**TEXT EXCERPT**
▼
It was nice to see the swirling waters, and the rain, having washed away the dust, had made the greens more vivid.


Even more important there was a new set of wildflower varieties along the red trail.


The trails were still there but some required special “navigation”.

Just follow the red trail marks.


I spent about an hour last Sunday morning on the trails along Sharp’s Run at Medford Leas, enjoying seeing the awakening of plants and trees.  It’s nice to see the feathery foliage emerging on the trees but our lack of rain shows in the shallow Sharp’s Run.

Here’s a Redbud.  It wasn’t on the trails; it’s along the walk in front of the Estaugh Building but it was too pretty against a cloud pattern of branches to be left out.


Back on the Red Trail here’s a crab apple that I photographed last week and, below, the same branch last Sunday.  This is the trail where I watch a local walk her several exhuberant Jack Russell terriers and her collie most mornings.  Last month one morning I watched five deer move smartly down this trail, and last week a Red Fox crossed my grass and headed for the trail.

The Red Trail Crabapple (see above) a week later.

There are lots of wildflowers happy to be here along the Yellow Trail.  Here are two for whose names I’m in debt to Maggie Heineman.

Spring Beauty

Spring Cress Cardamine Bulbosa


There are about five miles of woodland trails on our 165+ acre campus and I thought I’d better get started.  Saturday was a beautiful day so I tried a one mile section.  I flushed three white tail deer and encountered squishy reminders that there is an adjacent flood plain.

Sharp’s Run borders the south edge of the campus on its way to the southwest branch of Rancocas Creek.  During last week’s rain the Run had risen enough to flood the entrance from Route 70, closing it  for a while.  The bridge above was undoubtedly under water.
▲
**PROBLEM A**
Reproduce the passage about the Medford Leas trails verbatim, from its first sentence to its last.

**PROVIDED DATA**
▼
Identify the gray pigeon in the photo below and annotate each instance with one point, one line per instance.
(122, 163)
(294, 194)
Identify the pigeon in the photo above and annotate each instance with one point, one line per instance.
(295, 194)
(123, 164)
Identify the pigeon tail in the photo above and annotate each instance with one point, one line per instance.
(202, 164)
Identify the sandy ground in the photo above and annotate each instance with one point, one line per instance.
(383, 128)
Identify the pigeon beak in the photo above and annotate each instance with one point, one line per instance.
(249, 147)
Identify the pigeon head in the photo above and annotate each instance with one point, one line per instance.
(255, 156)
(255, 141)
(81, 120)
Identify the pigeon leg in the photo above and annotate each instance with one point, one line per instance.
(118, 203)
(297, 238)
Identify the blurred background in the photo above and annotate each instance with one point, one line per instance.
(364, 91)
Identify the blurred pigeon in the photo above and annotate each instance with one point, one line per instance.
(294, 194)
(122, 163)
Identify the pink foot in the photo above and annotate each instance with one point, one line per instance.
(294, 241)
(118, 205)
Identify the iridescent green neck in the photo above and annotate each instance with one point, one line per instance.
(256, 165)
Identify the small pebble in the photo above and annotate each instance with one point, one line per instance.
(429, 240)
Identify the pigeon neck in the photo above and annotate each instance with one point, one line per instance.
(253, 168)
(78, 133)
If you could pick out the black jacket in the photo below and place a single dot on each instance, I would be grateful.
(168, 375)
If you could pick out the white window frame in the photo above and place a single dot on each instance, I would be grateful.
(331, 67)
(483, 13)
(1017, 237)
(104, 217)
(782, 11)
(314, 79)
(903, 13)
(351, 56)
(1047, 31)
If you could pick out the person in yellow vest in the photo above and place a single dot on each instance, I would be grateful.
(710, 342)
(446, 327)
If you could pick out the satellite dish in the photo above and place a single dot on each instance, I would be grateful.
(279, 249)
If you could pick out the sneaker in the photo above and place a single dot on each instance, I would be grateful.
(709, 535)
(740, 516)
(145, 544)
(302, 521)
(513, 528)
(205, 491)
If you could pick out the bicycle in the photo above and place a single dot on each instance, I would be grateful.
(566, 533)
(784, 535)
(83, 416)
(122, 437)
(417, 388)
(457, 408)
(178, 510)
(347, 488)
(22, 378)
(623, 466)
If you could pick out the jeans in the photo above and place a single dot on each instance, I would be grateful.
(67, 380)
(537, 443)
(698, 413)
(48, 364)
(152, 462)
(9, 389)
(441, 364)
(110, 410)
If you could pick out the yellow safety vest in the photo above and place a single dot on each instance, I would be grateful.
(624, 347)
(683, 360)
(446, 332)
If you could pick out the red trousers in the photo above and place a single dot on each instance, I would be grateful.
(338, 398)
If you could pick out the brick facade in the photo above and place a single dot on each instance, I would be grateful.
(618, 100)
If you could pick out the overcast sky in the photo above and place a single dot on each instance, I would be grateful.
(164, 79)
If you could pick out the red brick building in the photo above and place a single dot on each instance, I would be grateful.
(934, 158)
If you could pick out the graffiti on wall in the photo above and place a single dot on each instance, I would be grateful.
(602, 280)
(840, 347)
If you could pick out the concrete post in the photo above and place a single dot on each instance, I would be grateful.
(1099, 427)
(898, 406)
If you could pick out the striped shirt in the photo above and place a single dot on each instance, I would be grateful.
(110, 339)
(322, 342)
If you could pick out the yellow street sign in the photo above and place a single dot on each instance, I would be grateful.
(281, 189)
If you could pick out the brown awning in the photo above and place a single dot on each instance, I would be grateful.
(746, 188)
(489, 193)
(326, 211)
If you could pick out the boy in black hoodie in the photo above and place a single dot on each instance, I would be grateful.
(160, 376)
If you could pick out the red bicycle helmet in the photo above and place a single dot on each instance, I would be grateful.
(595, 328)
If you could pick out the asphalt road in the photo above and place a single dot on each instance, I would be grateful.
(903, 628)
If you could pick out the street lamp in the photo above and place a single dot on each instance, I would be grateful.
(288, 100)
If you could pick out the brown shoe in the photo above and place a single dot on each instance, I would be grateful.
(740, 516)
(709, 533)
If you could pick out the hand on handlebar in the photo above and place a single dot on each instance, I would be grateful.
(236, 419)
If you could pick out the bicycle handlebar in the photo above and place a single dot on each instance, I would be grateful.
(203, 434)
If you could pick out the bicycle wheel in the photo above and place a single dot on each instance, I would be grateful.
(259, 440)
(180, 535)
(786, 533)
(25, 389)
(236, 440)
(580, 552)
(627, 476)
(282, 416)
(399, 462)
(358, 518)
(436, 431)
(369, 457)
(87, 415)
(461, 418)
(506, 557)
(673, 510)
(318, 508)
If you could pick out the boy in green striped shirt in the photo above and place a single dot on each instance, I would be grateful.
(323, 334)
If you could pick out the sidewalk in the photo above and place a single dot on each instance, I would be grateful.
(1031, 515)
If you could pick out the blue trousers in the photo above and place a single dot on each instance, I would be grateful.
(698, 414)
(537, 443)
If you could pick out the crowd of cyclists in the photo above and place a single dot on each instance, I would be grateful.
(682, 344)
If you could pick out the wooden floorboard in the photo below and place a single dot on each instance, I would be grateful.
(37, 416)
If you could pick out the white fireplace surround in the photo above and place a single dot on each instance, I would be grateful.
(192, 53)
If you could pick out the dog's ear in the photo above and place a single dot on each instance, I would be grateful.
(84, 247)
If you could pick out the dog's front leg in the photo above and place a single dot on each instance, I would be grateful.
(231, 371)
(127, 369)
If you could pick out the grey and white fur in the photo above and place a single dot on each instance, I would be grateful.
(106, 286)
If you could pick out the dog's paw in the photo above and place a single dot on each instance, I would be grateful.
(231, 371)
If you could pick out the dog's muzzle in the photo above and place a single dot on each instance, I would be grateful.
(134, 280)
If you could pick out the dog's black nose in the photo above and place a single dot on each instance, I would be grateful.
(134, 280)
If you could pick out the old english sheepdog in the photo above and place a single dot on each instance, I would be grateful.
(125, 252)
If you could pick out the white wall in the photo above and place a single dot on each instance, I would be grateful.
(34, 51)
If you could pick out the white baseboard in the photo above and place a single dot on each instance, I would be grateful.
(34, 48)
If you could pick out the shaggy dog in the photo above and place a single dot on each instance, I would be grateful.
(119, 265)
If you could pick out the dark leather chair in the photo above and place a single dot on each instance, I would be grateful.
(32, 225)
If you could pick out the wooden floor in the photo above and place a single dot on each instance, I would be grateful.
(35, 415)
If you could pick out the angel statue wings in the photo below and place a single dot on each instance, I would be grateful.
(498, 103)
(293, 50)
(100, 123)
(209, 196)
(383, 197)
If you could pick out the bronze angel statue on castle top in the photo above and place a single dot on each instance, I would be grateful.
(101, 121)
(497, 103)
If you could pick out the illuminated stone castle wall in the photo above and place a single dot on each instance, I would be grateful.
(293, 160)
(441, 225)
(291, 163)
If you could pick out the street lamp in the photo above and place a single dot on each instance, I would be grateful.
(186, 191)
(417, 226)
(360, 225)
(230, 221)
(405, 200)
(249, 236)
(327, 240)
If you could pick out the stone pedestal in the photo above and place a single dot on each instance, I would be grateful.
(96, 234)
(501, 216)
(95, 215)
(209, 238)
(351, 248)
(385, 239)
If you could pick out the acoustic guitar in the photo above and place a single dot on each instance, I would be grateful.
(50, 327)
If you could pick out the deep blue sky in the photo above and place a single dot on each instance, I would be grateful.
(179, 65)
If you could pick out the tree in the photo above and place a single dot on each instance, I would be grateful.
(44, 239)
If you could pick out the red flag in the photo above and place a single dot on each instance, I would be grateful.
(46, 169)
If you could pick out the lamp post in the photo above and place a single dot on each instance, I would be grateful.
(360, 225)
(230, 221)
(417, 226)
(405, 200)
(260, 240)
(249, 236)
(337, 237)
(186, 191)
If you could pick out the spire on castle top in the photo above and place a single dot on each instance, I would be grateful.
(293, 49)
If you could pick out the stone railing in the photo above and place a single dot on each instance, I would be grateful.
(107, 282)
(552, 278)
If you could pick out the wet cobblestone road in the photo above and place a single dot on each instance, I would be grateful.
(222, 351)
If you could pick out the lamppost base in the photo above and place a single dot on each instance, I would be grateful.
▲
**PROBLEM B**
How many lines of the records contain the string "brick"? Treat uppercase and lowercase as different, and reply with the number alone.

**ANSWER A**
It was nice to see the swirling waters, and the rain, having washed away the dust, had made the greens more vivid.


Even more important there was a new set of wildflower varieties along the red trail.


The trails were still there but some required special “navigation”.

Just follow the red trail marks.


I spent about an hour last Sunday morning on the trails along Sharp’s Run at Medford Leas, enjoying seeing the awakening of plants and trees.  It’s nice to see the feathery foliage emerging on the trees but our lack of rain shows in the shallow Sharp’s Run.

Here’s a Redbud.  It wasn’t on the trails; it’s along the walk in front of the Estaugh Building but it was too pretty against a cloud pattern of branches to be left out.


Back on the Red Trail here’s a crab apple that I photographed last week and, below, the same branch last Sunday.  This is the trail where I watch a local walk her several exhuberant Jack Russell terriers and her collie most mornings.  Last month one morning I watched five deer move smartly down this trail, and last week a Red Fox crossed my grass and headed for the trail.

The Red Trail Crabapple (see above) a week later.

There are lots of wildflowers happy to be here along the Yellow Trail.  Here are two for whose names I’m in debt to Maggie Heineman.

Spring Beauty

Spring Cress Cardamine Bulbosa


There are about five miles of woodland trails on our 165+ acre campus and I thought I’d better get started.  Saturday was a beautiful day so I tried a one mile section.  I flushed three white tail deer and encountered squishy reminders that there is an adjacent flood plain.

Sharp’s Run borders the south edge of the campus on its way to the southwest branch of Rancocas Creek.  During last week’s rain the Run had risen enough to flood the entrance from Route 70, closing it  for a while.  The bridge above was undoubtedly under water.

**ANSWER B**
2